* [Required work]
a) Reproduce the passage of the character set encoding page that runs from "Looking for Splunk" up to and including "version of Splunk.".
b) Carry on the Splunk character set encoding page past its last sentence.

* [Page extract]
· · · · ·

Topics

| pdf version

About the Splunk Admin Manual

How Splunk Works


Splunk > The IT Search Company

  • Search and navigate IT data from applications, servers and network devices in real-time.
  • Download Splunk

Localized Splunk documentation

Looking for Splunk documentation in other languages?

Configure character set encoding

This documentation does not apply to the most recent version of Splunk.

This documentation applies to the following versions of Splunk: 3.3 , 3.3.1 , 3.3.2 , 3.3.3 , 3.3.4 , 3.4 , 3.4.1 , 3.4.2 , 3.4.3 , 3.4.5 , 3.4.6 , 3.4.8 , 3.4.9 , 3.4.10 , 3.4.11 , 3.4.12 , 3.4.13

Configure character set encoding

Splunk allows you to configure character set encoding for your data sources. Splunk has built in character set specifications to support internationalization of your Splunk deployment. Splunk supports 71 languages (including 20 that aren't UTF-8 encoded). You can Retrieve a list of Splunk's valid character encoding specifications using the iconv -l command on most *nix systems.

Splunk attempts to apply UTF-8 encoding to your sources by default. If a source doesn't use UTF-8 encoding or is a non-ASCII file, Splunk will try and convert data from the source to UTF-8 encoding unless you specify a character set to use by setting the CHARSET key in props.conf.

Note: If a source's character set encoding is valid, but some characters from the specification are not valid in the encoding you specify then Splunk escapes the invalid characters as hex values (for example: "\xF3").


Supported character sets

Language Code
Arabic CP1256
Arabic ISO-8859-6
Armenian i ARMSCII-8
Belarus CP1251
Bulgarian ISO-8859-5
Czech ISO-8859-2
Georgian Georgian-Academy
Greek ISO-8859-7
Hebrew ISO-8859-8
Japanese EUC-JP
Japanese SHIFT-JIS
Korean EUC-KR
Russian CP1251
Russian ISO-8859-5
Russian KOI8-R
Slovak CP1250
Slovenian ISO-8859-2
Thai TIS-620
Ukrainian KOI8-U
Vietnamese VISCII


Manually specify a character set

Manually specify a character set to apply to a source by setting the CHARSET key for a source in props.conf.

· · · · ·

* [Extracted records]
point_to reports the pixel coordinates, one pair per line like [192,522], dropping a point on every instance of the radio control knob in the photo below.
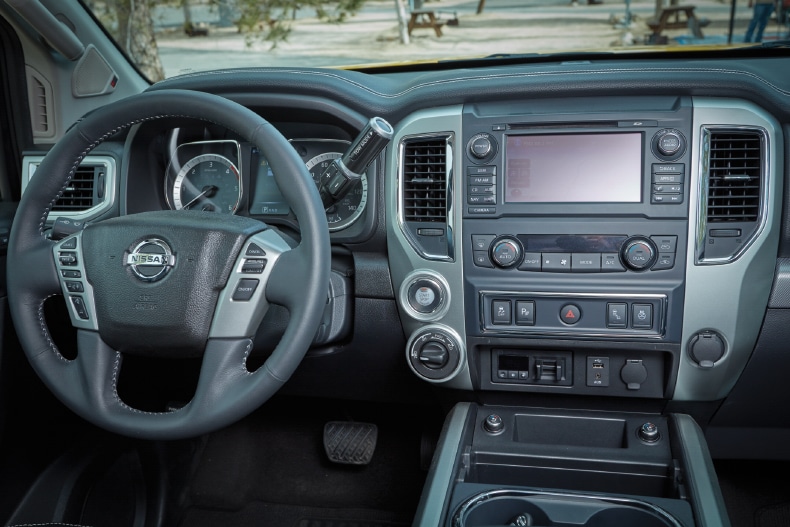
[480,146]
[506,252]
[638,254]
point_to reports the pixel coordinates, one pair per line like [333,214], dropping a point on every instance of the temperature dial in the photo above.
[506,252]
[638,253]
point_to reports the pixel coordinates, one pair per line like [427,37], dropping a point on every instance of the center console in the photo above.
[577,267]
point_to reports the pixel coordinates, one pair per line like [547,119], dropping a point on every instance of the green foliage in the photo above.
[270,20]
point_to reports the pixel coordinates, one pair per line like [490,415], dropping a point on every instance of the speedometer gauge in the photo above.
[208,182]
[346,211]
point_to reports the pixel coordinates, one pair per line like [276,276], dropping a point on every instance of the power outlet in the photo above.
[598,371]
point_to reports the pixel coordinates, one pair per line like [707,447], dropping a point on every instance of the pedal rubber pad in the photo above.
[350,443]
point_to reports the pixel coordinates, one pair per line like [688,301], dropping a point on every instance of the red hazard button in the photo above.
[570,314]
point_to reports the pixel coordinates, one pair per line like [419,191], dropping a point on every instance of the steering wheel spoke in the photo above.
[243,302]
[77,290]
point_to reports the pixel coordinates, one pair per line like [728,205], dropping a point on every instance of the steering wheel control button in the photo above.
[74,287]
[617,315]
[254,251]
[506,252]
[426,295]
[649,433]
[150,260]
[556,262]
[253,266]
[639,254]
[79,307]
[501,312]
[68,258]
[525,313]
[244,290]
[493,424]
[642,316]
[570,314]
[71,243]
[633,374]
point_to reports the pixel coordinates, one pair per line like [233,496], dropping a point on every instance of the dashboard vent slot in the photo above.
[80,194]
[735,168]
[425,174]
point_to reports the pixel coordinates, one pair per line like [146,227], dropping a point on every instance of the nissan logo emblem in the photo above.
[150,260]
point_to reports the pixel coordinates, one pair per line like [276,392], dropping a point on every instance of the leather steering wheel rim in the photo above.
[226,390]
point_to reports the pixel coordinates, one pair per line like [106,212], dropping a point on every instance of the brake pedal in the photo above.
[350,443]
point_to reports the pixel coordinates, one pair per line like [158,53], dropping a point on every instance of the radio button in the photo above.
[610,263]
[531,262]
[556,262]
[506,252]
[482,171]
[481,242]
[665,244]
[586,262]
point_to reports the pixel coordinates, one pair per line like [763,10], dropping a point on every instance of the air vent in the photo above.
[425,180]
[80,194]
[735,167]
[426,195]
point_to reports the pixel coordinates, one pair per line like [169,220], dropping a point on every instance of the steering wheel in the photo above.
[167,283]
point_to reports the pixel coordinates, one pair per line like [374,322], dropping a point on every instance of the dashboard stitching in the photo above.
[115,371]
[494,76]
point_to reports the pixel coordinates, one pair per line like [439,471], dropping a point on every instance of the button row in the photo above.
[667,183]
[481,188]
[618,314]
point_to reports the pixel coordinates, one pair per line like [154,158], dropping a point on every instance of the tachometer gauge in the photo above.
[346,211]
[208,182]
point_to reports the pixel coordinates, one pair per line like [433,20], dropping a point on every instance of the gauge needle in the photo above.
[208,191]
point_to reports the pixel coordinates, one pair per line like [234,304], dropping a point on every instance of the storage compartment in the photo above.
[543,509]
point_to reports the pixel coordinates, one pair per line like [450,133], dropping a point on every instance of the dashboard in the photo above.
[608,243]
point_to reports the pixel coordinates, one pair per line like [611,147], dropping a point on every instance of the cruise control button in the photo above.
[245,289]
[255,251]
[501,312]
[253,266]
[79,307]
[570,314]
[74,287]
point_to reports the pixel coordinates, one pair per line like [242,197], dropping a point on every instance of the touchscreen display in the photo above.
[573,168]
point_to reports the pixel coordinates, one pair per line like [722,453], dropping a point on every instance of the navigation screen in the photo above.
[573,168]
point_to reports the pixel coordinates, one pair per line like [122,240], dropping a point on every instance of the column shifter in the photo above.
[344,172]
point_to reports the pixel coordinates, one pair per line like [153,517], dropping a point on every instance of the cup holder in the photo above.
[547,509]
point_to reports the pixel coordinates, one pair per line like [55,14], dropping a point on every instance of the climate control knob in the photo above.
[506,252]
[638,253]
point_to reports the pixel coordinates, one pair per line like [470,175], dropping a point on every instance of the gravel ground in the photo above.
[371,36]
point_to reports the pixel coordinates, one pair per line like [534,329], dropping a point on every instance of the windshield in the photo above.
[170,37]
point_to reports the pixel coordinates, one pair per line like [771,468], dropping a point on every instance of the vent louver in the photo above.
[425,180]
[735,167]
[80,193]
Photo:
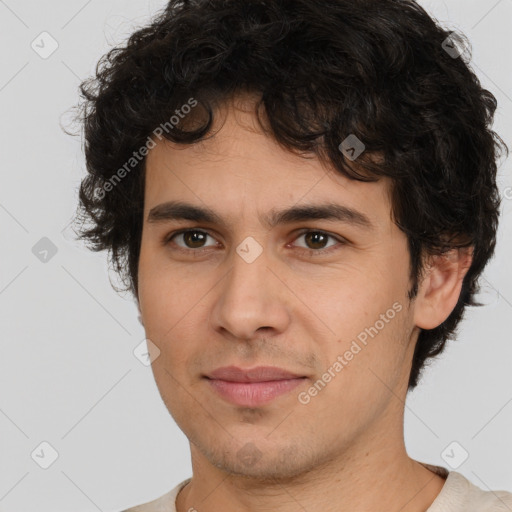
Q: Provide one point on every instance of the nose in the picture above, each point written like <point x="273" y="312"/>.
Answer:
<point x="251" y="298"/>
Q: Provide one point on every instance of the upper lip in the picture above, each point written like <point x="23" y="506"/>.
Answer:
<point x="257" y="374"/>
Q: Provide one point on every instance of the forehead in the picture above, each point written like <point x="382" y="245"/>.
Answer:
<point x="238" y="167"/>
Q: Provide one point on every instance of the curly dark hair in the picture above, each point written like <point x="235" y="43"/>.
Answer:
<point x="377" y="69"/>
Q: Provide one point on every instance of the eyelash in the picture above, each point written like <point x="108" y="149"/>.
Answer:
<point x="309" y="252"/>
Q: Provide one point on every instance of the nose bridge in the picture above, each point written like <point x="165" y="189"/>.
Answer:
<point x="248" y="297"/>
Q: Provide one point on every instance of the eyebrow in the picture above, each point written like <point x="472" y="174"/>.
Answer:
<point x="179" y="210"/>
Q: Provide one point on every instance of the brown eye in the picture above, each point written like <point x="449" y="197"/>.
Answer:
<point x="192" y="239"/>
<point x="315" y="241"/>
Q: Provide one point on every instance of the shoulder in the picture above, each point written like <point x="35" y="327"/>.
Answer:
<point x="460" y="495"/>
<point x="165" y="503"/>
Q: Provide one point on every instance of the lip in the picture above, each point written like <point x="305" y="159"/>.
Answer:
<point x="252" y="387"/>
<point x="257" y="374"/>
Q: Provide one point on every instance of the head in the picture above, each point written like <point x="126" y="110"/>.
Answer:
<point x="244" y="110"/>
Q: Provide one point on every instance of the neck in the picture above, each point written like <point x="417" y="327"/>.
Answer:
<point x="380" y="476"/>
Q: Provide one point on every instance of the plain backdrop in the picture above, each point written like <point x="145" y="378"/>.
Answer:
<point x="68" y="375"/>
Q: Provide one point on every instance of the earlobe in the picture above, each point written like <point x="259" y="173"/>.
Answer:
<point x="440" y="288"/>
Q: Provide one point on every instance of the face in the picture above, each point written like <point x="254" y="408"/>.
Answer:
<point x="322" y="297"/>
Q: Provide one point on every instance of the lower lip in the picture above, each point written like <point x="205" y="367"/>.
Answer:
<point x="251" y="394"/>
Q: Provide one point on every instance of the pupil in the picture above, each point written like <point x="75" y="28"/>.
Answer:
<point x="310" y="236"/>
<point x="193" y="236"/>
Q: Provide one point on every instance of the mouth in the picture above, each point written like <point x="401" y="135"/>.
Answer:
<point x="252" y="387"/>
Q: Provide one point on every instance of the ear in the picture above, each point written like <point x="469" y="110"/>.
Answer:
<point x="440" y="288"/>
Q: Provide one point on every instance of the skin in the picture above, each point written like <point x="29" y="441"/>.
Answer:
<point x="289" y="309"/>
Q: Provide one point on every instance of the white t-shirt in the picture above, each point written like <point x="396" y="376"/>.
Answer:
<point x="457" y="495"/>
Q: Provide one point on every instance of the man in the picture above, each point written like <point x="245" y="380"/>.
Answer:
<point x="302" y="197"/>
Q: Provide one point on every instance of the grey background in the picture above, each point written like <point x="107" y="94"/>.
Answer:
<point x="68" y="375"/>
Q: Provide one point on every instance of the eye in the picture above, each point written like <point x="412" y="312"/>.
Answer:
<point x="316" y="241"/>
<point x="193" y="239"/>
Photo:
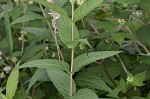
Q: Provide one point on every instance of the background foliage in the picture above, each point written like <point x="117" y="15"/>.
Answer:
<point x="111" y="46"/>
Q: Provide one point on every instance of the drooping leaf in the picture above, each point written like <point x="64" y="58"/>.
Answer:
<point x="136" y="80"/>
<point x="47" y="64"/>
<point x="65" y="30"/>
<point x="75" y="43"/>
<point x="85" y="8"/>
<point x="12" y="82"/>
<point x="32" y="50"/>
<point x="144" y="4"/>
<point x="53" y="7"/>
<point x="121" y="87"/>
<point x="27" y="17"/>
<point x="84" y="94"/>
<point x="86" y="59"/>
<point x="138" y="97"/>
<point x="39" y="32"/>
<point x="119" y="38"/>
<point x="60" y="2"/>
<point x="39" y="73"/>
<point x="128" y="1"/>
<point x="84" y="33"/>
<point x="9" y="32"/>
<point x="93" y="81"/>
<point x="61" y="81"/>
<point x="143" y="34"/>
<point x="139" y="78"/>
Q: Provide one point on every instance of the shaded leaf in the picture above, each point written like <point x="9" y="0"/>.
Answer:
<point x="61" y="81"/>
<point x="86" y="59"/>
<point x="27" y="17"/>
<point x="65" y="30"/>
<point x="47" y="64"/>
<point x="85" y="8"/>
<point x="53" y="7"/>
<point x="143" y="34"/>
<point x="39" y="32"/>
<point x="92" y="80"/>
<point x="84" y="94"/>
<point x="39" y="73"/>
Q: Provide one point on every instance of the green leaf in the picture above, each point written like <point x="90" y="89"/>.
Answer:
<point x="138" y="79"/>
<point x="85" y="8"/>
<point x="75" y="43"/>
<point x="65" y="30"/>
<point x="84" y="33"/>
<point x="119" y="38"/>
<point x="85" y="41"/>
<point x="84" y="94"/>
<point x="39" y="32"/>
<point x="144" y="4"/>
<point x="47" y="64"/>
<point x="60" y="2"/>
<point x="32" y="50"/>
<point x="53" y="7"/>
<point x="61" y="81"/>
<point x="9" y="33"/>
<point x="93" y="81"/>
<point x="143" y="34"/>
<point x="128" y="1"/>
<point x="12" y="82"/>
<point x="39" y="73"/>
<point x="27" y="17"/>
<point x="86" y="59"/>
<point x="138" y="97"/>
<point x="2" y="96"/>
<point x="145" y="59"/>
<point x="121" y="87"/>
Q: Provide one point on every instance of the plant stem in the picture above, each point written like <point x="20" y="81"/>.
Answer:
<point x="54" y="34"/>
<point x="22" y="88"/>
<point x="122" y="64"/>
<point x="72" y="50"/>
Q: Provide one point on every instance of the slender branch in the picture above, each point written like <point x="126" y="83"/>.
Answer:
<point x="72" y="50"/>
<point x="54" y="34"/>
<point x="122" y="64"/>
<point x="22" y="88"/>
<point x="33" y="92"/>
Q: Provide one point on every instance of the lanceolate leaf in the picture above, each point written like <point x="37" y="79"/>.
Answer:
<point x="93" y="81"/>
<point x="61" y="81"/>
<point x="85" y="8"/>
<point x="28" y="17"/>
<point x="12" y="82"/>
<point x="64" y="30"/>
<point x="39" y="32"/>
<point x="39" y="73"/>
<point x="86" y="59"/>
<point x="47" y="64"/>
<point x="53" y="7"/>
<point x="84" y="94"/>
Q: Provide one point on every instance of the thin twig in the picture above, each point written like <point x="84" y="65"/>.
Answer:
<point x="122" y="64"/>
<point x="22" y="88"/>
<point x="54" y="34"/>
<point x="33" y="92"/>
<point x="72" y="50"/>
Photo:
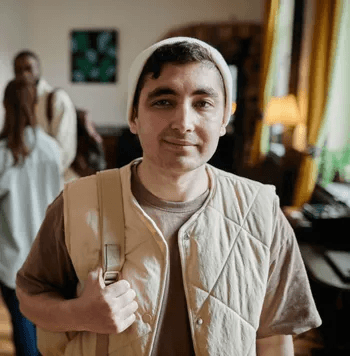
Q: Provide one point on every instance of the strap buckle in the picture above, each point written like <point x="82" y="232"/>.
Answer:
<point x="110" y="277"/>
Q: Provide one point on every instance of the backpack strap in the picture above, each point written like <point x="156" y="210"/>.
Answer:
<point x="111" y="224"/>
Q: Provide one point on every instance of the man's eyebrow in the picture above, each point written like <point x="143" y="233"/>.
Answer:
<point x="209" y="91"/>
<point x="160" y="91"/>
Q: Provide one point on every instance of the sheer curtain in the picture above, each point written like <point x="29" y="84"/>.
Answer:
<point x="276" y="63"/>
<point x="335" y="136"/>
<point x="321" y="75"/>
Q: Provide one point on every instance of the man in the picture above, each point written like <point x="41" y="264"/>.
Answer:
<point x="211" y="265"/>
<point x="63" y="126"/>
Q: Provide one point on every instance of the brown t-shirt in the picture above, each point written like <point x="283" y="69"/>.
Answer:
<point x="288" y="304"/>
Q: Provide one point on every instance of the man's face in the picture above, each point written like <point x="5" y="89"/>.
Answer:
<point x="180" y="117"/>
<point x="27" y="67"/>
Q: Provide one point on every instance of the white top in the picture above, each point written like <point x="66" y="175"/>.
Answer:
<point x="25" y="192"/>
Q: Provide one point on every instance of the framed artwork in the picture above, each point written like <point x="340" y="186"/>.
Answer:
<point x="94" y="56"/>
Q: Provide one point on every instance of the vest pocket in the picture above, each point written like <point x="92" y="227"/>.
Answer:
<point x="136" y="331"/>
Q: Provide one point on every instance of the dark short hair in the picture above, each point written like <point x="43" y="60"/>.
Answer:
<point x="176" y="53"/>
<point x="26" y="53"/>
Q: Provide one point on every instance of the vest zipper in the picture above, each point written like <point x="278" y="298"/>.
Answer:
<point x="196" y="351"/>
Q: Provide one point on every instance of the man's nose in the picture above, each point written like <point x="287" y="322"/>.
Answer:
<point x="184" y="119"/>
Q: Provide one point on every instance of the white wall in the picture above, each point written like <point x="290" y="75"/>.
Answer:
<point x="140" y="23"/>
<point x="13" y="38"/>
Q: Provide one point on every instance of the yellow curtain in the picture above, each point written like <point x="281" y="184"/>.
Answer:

· · · · ·

* [Task-by-task answers]
a)
Looking for Splunk documentation in other languages?

Configure character set encoding

This documentation does not apply to the most recent version of Splunk.

b)
For example, if you have a source the is in Greek and that uses ISO-8859-7 encoding, set CHARSET=ISO-8859-7 for that source in props.conf.

[source::$SOURCE]
CHARSET=ISO-8859-7


Automatically specify a character set

Splunk can automatically detect languages and proper character sets using its sophisticated character set encoding algorithm.

Configure Splunk automatically detect the proper language and character set encoding for a source by setting CHARSET=AUTO for that source in props.conf. For example, if you want Splunk to automatically detect character set encoding for the source "my-foreign-docs", then set CHARSET=AUTO for that source in props.conf.

[my-foreign-docs]
CHARSET=AUTO


If Splunk doesn't recognize a character set

Train Splunk to recognize a character set if you want to use an encoding that Splunk doesn't recognize, by adding a character set sample file to the following directory:

SPLUNK_HOME/etc/ngram-models/_<language>-<encoding>.txt

Once you add the character set specification, then restart Splunk. After you restart, Splunk can recognize sources that use the new character set, and will automatically convert them to UTF-8 format at index time.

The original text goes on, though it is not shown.